== Input records

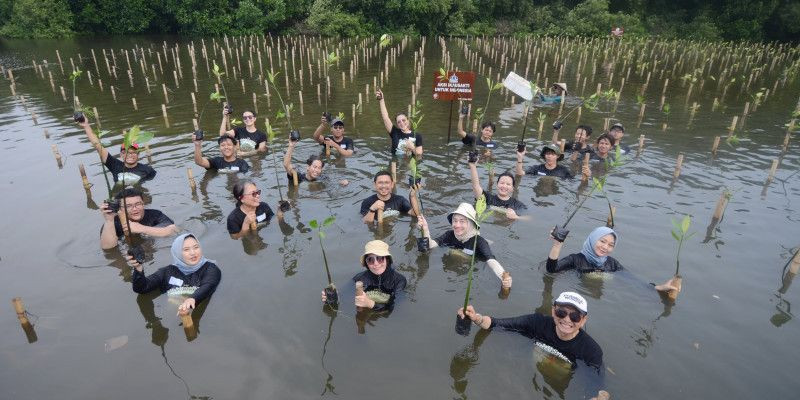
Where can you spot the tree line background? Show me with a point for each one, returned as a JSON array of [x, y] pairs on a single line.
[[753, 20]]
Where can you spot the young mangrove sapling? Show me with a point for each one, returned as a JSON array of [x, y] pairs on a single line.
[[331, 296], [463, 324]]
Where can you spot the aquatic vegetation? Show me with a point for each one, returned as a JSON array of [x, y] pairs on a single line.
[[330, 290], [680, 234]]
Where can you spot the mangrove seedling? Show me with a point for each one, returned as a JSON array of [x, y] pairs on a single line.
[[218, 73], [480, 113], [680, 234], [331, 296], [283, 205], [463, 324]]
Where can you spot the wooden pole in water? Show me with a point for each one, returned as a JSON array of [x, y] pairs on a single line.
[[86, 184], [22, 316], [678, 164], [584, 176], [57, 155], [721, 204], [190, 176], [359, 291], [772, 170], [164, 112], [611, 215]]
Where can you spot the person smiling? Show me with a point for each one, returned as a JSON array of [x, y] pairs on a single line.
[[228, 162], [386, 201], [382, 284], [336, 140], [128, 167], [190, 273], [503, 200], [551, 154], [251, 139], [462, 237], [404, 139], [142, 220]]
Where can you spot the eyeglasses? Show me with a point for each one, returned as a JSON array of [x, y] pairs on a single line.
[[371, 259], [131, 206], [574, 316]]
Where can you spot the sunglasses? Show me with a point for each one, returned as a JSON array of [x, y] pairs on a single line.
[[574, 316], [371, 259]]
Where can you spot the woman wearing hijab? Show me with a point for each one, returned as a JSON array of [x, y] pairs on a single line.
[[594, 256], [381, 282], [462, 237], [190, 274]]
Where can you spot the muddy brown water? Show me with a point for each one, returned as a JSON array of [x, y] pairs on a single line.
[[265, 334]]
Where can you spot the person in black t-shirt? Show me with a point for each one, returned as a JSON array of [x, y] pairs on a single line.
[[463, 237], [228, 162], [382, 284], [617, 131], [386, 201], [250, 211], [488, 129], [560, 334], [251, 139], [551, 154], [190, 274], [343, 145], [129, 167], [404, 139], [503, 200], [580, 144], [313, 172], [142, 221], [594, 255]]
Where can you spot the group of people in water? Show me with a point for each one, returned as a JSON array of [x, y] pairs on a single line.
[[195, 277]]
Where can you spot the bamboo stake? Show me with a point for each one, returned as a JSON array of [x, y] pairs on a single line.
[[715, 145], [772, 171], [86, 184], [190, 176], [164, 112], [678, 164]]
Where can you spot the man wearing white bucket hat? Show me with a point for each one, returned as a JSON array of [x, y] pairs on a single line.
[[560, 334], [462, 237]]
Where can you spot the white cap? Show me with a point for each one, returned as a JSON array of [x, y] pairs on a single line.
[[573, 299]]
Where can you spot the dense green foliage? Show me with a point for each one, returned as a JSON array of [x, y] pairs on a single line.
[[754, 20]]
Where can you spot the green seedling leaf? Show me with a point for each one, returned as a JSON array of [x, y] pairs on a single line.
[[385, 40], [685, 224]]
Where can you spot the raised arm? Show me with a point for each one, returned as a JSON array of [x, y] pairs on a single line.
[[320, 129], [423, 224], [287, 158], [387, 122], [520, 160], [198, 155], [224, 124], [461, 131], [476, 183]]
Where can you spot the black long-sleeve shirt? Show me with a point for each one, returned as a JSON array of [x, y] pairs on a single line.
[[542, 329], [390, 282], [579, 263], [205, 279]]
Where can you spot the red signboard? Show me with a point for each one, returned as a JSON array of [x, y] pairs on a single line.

====

● What is required
Reproduce every line of the entries above, swapping "Where can you spot" for "Where is" throughout and leaving everything else unchanged. Omit the pictures.

● Solution to this problem
Where is the tree line background? Show me with a point for each one, returned as a JSON array of [x, y] pairs on a single line.
[[753, 20]]
Where is the young mangrove sapling? Show me with a point for each one, returned as a JSON array of [x, y] pairs on a single line.
[[331, 296], [463, 324]]
Where is the aquatic vegetation? Show me with a point for each one, returned as a JSON array of [x, y] pairs on a single line.
[[330, 290], [680, 234]]
Where is the mangrove seedling? Show me with a point for each one, returned as a JSON array of [x, y] pairs on a single line.
[[218, 73], [480, 113], [680, 234], [331, 296], [283, 205], [463, 324]]
Where is the wooden pole in water? Show me with a point for each one, returned as a JSON array of [x, y] pairs on a single line.
[[86, 184], [22, 316], [678, 164], [584, 176], [57, 155], [721, 204], [190, 176], [359, 291], [772, 170], [164, 112], [611, 215]]
Where is the person smiling? Show me with a point for each one, returned as a JSON array of [x, y] pairs on a single line.
[[228, 162], [386, 201], [382, 284], [336, 140], [128, 167], [190, 273], [503, 200], [551, 154], [251, 139], [462, 237], [404, 139], [142, 220]]
Where is the eyeglasses? Show me with a point for each one, returned as a JSON array of [x, y] pairs on a single line.
[[371, 259], [131, 206], [574, 316]]
Where is the sunglasses? Show me with a point for each one, returned as a JSON array of [x, y] pairs on a single line.
[[574, 316], [371, 259]]
Where is the woman wearing hijab? Show me with a point for each one, returned as a JSON array of [x, y] pairs on a single line.
[[594, 256], [381, 282], [462, 237], [190, 274]]
Where is the muddy brown water? Show me with a point for each one, returned as a JSON array of [x, y] pairs on a single line.
[[265, 334]]
Where is the person in black t-shirt? Show me with a point for each one, returned as a JSON array of [x, y] pairs on a single line.
[[463, 237], [228, 162], [382, 284], [617, 131], [386, 201], [250, 211], [488, 129], [560, 334], [251, 139], [551, 154], [190, 274], [343, 145], [129, 167], [404, 139], [503, 200], [580, 144], [313, 172], [142, 221], [594, 255]]
Where is the group of people in water? Show me with a point for each one, returned as a JSON array of [x, y] pairs on a single line.
[[195, 277]]
Where is the bamboo stake? Show me with a point for each one, returned as a JSON array of [x, y] pairs on a single line.
[[715, 145], [772, 171], [86, 184], [190, 176], [164, 112], [678, 164]]
Where is the man wearing white bucket hat? Show me with a point for each one, returned as a JSON array of [x, y] pairs on a single line.
[[560, 334], [462, 237]]
Where is the white cap? Show me with a point for each one, returned as a JSON array of [x, y] pairs on a single line.
[[573, 299]]
Where is the dense green foliage? Show me with a point for each one, returned as a JSON array of [x, y] pairs on a single line.
[[754, 20]]
Where is the green seedling leaf? Show me with a point for each one, returned as a JSON array of [x, y] pairs on a single line.
[[385, 40], [685, 224]]
Where is the raised arm? Show me with a point for each one, returned as a JSON array of [x, y] pairs on a single line.
[[320, 129], [423, 224], [287, 158], [387, 122], [520, 160], [198, 155], [224, 124], [461, 131], [476, 183]]
Where is the black long-sleeve shirt? Show me with a point for each one, returned as a JSON array of [x, y] pairs on a single line.
[[542, 329], [390, 282], [579, 263], [205, 279]]
Where is the red signboard? Show me with a point for each one, returned as a JSON array of [x, y] pairs on a single line.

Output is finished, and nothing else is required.